Challenge: Copy all of the records below, including their written instructions, and add 86 to each number in the coordinates. Leave the pictures out of your answer.
[start Extracted data]
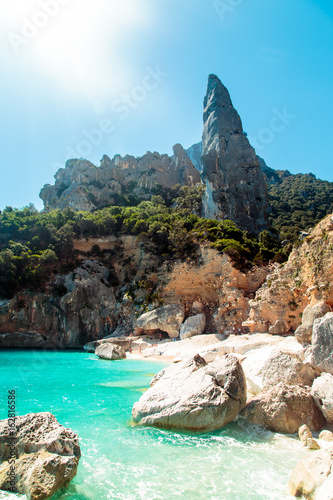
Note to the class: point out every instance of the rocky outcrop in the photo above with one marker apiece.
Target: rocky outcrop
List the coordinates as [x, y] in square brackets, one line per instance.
[85, 312]
[280, 327]
[281, 367]
[167, 319]
[311, 475]
[47, 456]
[322, 343]
[83, 186]
[322, 393]
[194, 325]
[304, 331]
[284, 409]
[307, 439]
[110, 351]
[224, 161]
[222, 292]
[235, 185]
[192, 395]
[326, 435]
[267, 367]
[304, 280]
[124, 343]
[end Extracted data]
Task answer:
Note to the class: point out every instance of the rocky outcrop in the photo above with one marker apiece.
Target: rocky outcrop
List the coordinates as [x, y] in square brackets, one line per instance.
[171, 398]
[366, 413]
[367, 453]
[253, 405]
[397, 561]
[133, 542]
[408, 429]
[169, 272]
[408, 479]
[280, 411]
[390, 417]
[370, 495]
[393, 525]
[196, 437]
[310, 247]
[308, 378]
[321, 271]
[278, 481]
[412, 521]
[353, 453]
[390, 366]
[210, 429]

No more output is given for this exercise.